# DATA SECTION:
+++

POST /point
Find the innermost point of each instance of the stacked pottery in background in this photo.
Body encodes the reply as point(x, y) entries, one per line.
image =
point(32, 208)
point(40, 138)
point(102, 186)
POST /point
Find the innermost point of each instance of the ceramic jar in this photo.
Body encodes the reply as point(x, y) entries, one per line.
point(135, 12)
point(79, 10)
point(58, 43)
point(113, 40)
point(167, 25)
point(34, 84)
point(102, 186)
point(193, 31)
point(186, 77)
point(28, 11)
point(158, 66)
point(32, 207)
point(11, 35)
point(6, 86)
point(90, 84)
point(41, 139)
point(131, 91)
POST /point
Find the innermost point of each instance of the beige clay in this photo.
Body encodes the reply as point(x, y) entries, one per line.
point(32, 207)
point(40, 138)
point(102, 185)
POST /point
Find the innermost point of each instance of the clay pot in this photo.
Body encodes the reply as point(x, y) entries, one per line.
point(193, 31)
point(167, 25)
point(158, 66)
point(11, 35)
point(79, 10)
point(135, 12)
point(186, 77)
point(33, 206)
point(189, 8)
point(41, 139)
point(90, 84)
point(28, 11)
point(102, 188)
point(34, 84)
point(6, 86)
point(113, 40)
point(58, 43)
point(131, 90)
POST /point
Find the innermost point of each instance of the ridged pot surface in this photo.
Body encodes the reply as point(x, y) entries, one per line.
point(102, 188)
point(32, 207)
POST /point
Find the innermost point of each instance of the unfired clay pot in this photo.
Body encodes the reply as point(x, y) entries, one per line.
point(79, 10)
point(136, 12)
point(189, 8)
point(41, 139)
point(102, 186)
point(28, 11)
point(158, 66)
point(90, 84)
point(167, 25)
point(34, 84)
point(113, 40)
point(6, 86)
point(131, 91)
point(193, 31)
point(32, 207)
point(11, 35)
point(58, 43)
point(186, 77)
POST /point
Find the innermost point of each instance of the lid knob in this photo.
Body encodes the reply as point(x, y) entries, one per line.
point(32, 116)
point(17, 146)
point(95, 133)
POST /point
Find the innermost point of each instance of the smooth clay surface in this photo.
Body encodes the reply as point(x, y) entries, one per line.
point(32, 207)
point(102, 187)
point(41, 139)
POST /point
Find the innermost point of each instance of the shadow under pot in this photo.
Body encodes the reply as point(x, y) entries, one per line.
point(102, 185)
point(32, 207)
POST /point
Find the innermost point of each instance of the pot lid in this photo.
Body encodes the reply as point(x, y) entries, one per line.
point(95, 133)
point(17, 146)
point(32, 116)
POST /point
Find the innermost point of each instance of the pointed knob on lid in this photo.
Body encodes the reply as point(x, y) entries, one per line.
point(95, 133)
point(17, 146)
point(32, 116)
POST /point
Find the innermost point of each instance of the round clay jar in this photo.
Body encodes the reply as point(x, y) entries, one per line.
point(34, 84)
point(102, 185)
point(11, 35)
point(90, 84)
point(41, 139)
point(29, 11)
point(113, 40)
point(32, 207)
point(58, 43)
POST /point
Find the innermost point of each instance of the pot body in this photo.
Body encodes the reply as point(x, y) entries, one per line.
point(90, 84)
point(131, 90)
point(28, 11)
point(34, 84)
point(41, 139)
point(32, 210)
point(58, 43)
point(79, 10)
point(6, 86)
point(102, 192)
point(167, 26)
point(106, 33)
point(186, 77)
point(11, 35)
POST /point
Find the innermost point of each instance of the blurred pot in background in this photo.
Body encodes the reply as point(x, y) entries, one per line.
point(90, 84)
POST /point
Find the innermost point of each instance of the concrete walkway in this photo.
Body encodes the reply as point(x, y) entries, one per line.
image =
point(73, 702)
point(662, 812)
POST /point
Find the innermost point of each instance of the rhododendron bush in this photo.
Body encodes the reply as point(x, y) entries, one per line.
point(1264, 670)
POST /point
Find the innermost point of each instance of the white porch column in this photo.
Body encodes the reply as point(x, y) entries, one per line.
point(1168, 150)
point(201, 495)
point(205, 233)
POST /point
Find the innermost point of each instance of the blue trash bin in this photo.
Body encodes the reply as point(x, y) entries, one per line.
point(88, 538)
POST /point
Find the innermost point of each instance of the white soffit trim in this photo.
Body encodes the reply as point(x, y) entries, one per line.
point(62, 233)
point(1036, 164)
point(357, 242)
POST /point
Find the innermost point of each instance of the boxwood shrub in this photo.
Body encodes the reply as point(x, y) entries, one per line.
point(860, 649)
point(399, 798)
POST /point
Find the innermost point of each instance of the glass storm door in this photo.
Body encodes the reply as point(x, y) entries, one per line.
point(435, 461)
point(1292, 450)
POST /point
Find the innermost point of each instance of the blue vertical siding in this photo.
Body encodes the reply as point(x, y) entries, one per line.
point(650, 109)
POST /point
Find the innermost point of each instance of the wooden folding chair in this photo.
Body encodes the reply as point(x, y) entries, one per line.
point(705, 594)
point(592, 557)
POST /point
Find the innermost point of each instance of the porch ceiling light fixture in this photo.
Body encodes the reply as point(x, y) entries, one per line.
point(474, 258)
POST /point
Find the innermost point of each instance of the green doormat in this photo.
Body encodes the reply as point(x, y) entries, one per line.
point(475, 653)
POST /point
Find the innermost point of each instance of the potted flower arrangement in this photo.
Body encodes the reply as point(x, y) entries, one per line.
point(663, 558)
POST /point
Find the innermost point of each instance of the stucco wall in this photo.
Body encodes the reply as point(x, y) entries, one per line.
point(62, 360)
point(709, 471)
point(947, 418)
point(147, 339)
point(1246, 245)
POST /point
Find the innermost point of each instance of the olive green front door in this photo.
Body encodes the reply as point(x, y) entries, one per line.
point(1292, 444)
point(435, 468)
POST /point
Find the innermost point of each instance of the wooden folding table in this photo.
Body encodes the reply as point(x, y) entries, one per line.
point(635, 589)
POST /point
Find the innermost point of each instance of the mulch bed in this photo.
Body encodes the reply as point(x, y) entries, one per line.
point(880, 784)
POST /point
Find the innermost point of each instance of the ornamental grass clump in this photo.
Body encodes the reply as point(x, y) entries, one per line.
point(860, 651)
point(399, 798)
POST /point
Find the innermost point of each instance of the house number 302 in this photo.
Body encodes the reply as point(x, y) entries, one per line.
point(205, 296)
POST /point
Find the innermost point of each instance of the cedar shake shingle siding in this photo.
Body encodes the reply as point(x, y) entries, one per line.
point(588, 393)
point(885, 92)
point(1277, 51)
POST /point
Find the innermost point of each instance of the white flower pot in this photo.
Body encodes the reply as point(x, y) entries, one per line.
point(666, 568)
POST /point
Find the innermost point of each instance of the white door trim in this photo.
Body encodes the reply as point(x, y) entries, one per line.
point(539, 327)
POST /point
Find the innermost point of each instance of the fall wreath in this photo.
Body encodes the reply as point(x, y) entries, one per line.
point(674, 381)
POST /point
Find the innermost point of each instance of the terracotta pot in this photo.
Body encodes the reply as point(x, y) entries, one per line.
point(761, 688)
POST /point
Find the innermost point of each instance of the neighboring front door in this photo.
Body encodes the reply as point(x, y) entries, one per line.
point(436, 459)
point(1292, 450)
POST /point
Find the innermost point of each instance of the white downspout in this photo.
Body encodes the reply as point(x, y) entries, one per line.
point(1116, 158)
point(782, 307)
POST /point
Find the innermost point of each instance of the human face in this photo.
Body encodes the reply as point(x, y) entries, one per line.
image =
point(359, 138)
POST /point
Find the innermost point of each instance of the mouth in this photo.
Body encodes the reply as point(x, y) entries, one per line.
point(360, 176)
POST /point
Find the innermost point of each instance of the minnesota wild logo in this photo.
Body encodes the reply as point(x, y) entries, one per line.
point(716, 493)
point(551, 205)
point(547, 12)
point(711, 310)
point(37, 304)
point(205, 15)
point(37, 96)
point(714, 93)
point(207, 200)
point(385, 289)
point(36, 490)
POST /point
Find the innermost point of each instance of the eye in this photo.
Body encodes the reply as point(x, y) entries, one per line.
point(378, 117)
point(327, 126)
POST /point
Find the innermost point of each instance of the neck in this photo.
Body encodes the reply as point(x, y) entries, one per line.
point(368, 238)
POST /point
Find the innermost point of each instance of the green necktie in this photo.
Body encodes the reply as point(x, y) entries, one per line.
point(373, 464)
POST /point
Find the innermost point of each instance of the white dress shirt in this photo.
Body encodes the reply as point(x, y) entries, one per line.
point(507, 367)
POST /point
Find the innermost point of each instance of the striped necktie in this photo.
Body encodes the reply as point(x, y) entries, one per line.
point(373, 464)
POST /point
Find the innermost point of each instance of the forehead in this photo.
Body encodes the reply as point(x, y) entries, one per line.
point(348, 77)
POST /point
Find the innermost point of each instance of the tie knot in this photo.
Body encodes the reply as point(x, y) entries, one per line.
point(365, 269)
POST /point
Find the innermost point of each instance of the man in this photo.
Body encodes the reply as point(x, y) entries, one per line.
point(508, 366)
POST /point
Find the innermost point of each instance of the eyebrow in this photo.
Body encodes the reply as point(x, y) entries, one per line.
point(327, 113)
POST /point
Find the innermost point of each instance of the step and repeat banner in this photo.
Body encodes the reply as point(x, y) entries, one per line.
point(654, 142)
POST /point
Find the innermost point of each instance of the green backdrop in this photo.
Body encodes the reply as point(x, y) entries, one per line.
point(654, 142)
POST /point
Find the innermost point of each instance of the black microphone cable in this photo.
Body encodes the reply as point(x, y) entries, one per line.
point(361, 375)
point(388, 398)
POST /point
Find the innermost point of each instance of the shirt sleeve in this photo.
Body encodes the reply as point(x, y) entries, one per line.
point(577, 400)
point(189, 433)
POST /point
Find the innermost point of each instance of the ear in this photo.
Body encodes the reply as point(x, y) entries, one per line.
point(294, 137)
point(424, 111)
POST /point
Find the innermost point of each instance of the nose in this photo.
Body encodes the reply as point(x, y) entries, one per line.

+++

# WHAT THE TASK REQUIRES:
Extract every line of the records above that contains the word "green".

# RIGHT ANSWER:
Find the innermost point of each instance of the green doormat in this photo.
Find the innermost point of each instance of the olive green front door in this photo.
Find the innermost point of each instance of the green necktie in this photo.
Find the innermost point of each instance of the green backdrop in this photo.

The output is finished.